(Dataset entries)
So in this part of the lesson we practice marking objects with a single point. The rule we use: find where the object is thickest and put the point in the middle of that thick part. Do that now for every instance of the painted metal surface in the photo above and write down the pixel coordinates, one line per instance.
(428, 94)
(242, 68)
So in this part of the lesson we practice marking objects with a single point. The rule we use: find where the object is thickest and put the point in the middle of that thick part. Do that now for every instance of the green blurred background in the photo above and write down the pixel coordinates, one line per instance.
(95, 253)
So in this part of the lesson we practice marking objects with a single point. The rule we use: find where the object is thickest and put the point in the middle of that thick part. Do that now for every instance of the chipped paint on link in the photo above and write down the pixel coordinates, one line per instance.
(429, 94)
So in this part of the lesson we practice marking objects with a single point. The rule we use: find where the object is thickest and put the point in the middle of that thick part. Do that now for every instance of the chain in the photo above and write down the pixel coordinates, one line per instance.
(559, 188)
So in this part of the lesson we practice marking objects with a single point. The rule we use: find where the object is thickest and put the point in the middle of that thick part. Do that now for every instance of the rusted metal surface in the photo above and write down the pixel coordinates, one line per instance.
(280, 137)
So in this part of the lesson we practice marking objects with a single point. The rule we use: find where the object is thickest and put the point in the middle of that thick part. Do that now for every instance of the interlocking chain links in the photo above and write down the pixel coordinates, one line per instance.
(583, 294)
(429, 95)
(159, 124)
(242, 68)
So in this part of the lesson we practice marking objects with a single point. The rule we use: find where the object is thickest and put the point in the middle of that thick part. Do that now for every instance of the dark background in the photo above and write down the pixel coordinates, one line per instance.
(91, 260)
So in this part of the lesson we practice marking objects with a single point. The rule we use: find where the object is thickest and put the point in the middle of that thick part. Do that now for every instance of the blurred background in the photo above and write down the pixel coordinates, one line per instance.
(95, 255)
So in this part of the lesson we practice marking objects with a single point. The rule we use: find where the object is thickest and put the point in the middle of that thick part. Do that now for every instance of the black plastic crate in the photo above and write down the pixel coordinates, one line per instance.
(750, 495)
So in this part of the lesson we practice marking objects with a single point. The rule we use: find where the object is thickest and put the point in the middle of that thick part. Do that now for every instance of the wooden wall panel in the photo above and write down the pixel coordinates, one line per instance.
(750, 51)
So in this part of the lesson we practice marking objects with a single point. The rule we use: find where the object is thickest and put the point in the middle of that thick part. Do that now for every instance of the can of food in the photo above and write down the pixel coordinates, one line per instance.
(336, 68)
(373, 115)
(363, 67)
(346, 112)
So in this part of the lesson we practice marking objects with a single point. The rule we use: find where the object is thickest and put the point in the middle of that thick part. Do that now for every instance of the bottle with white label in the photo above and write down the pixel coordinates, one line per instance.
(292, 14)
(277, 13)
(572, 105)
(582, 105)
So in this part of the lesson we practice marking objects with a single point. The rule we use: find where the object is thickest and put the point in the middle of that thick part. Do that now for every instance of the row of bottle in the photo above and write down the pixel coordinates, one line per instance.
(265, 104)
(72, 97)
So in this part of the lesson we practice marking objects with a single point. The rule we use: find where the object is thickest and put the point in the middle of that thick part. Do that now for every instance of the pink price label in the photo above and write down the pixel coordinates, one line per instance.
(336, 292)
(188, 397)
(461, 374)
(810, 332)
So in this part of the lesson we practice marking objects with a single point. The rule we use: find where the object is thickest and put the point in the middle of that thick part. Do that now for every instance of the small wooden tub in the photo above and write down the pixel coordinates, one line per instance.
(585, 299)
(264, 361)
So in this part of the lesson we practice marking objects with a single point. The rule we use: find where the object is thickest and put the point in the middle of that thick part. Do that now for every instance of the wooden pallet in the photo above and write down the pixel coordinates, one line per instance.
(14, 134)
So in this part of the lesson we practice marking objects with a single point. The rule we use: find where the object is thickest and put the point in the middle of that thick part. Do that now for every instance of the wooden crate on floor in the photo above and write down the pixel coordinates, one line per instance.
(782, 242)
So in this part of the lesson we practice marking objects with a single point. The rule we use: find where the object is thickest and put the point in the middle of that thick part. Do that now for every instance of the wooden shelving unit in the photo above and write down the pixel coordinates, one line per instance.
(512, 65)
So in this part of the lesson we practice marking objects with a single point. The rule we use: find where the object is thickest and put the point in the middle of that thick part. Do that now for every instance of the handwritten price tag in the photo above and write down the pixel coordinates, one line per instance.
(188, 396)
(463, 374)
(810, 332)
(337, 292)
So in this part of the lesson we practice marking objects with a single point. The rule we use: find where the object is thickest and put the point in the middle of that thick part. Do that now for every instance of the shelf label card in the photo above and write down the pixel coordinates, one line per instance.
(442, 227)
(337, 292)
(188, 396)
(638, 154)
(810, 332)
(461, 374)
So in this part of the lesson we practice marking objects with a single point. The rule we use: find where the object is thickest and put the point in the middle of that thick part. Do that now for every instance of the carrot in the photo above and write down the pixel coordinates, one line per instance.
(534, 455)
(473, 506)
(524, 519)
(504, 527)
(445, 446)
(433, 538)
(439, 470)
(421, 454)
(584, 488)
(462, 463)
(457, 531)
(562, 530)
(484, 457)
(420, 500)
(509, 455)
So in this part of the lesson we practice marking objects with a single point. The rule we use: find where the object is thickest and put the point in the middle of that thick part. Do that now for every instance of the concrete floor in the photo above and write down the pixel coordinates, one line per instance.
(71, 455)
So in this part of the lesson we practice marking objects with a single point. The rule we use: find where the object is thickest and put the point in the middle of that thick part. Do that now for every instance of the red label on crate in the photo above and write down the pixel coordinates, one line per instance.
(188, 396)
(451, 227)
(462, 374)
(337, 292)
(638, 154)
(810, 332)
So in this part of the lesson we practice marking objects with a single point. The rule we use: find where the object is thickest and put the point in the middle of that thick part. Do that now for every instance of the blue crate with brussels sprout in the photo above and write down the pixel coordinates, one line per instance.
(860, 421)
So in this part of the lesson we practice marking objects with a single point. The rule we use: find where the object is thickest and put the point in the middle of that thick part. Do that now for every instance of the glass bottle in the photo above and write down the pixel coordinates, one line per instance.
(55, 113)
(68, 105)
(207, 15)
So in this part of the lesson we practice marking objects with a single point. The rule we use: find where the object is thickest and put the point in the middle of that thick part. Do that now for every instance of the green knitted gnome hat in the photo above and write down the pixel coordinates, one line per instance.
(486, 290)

[Work to complete] Each of the records should be written out again, exactly as it reads.

[Finished exercise]
So in this part of the lesson we practice marking objects with a single point. The rule we use: find where the object is thickest and put the point in the middle of that thick part. Do that now for every instance of the painted metal surface in the photo above and write down the pixel coordinates, one line per instance.
(428, 94)
(242, 68)
So in this part of the lesson we practice marking objects with a single point. The rule we use: find where the object is thickest and put the point in the middle of that thick part. Do that now for every instance of the green blurred background in the photo above and write down the pixel coordinates, one line per instance.
(95, 253)
So in this part of the lesson we practice marking objects with a single point. The rule we use: find where the object is thickest and put the point in the middle of that thick part. Do that now for every instance of the chipped paint on link in the photo above and write down the pixel coordinates, one line per instance.
(429, 94)
So in this part of the lesson we practice marking objects with a single point. The rule we use: find where the object is thickest and put the point in the middle of that thick part. Do that now for every instance of the chain in the photo above and write down the pixel coordinates, one line per instance.
(559, 188)
So in this part of the lesson we practice marking objects with a single point. The rule we use: find where the object is thickest and put the point in the middle of that thick part. Do that now for every instance of the rusted metal surface in the photo above and write down the pixel coordinates, one line per instance.
(280, 137)
So in this part of the lesson we practice marking objects with a single point. The rule we use: find where the object is thickest and put the point in the middle of that thick part. Do that now for every instance of the interlocking chain links in the photo above and write down the pixel coordinates, one line per instance.
(583, 294)
(429, 95)
(159, 124)
(242, 68)
So in this part of the lesson we practice marking objects with a single point. The rule we use: find where the object is thickest and put the point in the middle of that thick part. Do that now for every instance of the dark background in the photo above and write down the pixel coordinates, one line per instance.
(91, 260)
So in this part of the lesson we practice marking objects with a single point. The rule we use: find where the object is thickest and put the point in the middle of that thick part. Do that now for every instance of the blurred background in the photo above and write down the pixel coordinates, one line per instance.
(95, 255)
So in this part of the lesson we practice marking objects with a single point. The rule we use: find where the object is thickest and put the point in the middle of that thick part. Do that now for every instance of the black plastic crate in the photo above and write down the pixel coordinates, one line per instance.
(750, 495)
So in this part of the lesson we practice marking objects with a single point. The rule we use: find where the object is thickest and put the point in the middle of that thick part. Do that now for every instance of the wooden wall panel in the photo above and write down the pixel coordinates, one line per instance.
(750, 51)
So in this part of the lesson we practice marking objects with a single point. The rule we use: find where the object is thickest and put the point in the middle of that thick part. Do that now for every instance of the can of food in the photo above and write down the pixel coordinates, one line per instance.
(336, 68)
(373, 115)
(363, 67)
(346, 112)
So in this part of the lesson we practice marking objects with a single point. The rule we use: find where the object is thickest and put the point in the middle of that thick part. Do that now for every instance of the bottle with white label in the photo above and write down the pixel coordinates, one line per instance.
(292, 14)
(277, 13)
(572, 105)
(582, 105)
So in this part of the lesson we practice marking objects with a single point. The rule we use: find where the object is thickest and put the point in the middle of that thick part. Do that now for every instance of the row of bottle in the photo above and write down the pixel coordinates, one line per instance.
(265, 104)
(72, 97)
So in this part of the lesson we practice marking objects with a single point. The rule we use: find where the object is thickest and put the point in the middle of that thick part. Do that now for every instance of the pink price label in the photo above and write down the pixel coordinates, one line per instance.
(336, 292)
(188, 397)
(461, 374)
(810, 332)
So in this part of the lesson we practice marking objects with a single point. The rule we use: find where the object is thickest and put the point in the middle of that thick part. Do that now for every instance of the small wooden tub in the photo above and write down the pixel coordinates, one line per instance.
(585, 299)
(264, 361)
So in this part of the lesson we practice marking objects with a single point. The rule we use: find where the object is thickest and put the point in the middle of that thick part. Do that now for every instance of the wooden pallet in the photo above and write down the pixel coordinates, one line per instance.
(14, 134)
So in this part of the lesson we practice marking objects with a single point. The rule we use: find where the object is thickest and put the point in the middle of that thick part. Do that now for every instance of the wooden crate on floor in the photo above and write down the pixel coordinates, one line per instance.
(782, 242)
So in this part of the lesson we practice marking objects with a single point. The rule we use: find where the object is thickest and put the point in the middle of that thick part. Do that now for every instance of the wooden shelving unit in the photo above and write down the pixel coordinates, one line per instance.
(512, 65)
So in this part of the lesson we practice marking objects with a single point. The rule we use: find where the object is thickest and put the point in the middle of that thick part. Do that now for every instance of the handwritten price tag in the photo above and write down the pixel coordinates, one line per instance.
(188, 396)
(463, 374)
(810, 332)
(337, 292)
So in this part of the lesson we practice marking objects with a single point. The rule we use: find where the object is thickest and put the point in the middle of that thick part. Do that now for every instance of the shelf label card in the photo above and write down the pixel coordinates, one line per instance.
(442, 227)
(337, 292)
(188, 396)
(638, 154)
(810, 332)
(461, 374)
So in this part of the lesson we practice marking objects with a single point. The rule we use: find where the object is thickest and put the point in the middle of that thick part. Do that now for every instance of the carrot in the photo above and write down the pixel coordinates, one line per instance.
(534, 455)
(473, 506)
(524, 519)
(504, 527)
(445, 446)
(433, 538)
(439, 470)
(421, 454)
(584, 488)
(462, 463)
(457, 531)
(562, 530)
(484, 457)
(420, 500)
(509, 455)
So in this part of the lesson we practice marking objects with a single point. The rule we use: find where the object is thickest and put the point in the middle of that thick part. Do that now for every instance of the concrete floor in the photo above and write down the pixel coordinates, one line per instance.
(71, 455)
So in this part of the lesson we practice marking objects with a single point. The rule we use: find where the object is thickest and put the point in the middle of that thick part. Do that now for every instance of the red label on crate in the photo above and write down the pixel coordinates, one line per instance.
(188, 396)
(451, 227)
(462, 374)
(337, 292)
(638, 154)
(810, 332)
So in this part of the lesson we practice marking objects with a single point. The rule we use: find where the object is thickest and put the point in the middle of that thick part. Do that now for every instance of the blue crate with brussels sprout in the photo above and write down the pixel coordinates, one line per instance.
(860, 421)
So in this part of the lesson we practice marking objects with a single point. The rule we use: find where the object is thickest and put the point in the middle of that thick part. Do that now for every instance of the glass bottle in the photo above and write down the pixel coordinates, one line per instance.
(55, 113)
(68, 105)
(207, 15)
So in this part of the lesson we practice marking objects with a single point. The rule we use: find where the object is thickest and put the point in the middle of that thick part. Do that now for every instance of the green knitted gnome hat in the photo above and write down the pixel coordinates, one line per instance.
(486, 290)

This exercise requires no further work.